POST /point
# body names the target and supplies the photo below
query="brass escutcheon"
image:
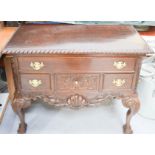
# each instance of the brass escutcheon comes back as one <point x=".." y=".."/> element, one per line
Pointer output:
<point x="37" y="65"/>
<point x="119" y="64"/>
<point x="118" y="82"/>
<point x="35" y="83"/>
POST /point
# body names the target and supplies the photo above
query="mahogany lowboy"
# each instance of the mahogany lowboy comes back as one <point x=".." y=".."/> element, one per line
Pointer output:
<point x="74" y="65"/>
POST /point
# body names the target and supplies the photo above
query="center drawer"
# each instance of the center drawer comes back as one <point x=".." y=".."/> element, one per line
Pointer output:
<point x="75" y="63"/>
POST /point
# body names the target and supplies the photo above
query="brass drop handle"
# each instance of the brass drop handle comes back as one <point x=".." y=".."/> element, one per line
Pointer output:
<point x="35" y="83"/>
<point x="36" y="65"/>
<point x="119" y="64"/>
<point x="118" y="82"/>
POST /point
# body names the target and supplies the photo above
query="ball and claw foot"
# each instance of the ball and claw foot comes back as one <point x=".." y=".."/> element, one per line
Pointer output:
<point x="127" y="129"/>
<point x="22" y="128"/>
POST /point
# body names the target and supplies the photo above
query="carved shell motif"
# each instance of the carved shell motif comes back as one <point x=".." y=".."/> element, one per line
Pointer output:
<point x="77" y="101"/>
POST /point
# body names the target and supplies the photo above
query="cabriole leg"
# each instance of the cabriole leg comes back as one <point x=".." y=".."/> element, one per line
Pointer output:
<point x="133" y="104"/>
<point x="19" y="105"/>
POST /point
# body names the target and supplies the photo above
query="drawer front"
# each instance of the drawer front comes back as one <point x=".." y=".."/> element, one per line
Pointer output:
<point x="118" y="81"/>
<point x="78" y="64"/>
<point x="35" y="82"/>
<point x="68" y="82"/>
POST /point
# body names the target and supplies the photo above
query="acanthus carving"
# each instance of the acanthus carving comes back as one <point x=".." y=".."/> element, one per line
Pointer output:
<point x="75" y="100"/>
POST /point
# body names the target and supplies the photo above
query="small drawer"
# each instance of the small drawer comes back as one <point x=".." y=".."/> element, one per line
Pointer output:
<point x="35" y="82"/>
<point x="118" y="81"/>
<point x="68" y="82"/>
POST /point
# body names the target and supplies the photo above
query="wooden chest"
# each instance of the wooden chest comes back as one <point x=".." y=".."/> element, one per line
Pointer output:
<point x="74" y="65"/>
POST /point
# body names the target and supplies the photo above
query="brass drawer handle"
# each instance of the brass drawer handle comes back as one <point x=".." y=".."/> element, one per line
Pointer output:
<point x="118" y="82"/>
<point x="37" y="65"/>
<point x="119" y="64"/>
<point x="35" y="83"/>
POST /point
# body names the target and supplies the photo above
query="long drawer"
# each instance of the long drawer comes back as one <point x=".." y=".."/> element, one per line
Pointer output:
<point x="117" y="81"/>
<point x="78" y="64"/>
<point x="68" y="82"/>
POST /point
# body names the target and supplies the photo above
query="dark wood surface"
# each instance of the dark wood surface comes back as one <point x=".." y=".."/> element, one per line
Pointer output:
<point x="73" y="79"/>
<point x="77" y="39"/>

::::

Scan the records above for the word "wooden" and return every line where it occurs.

query="wooden chest"
# each instance of the wooden chest comes back as one <point x=".." y=".."/> element, one per line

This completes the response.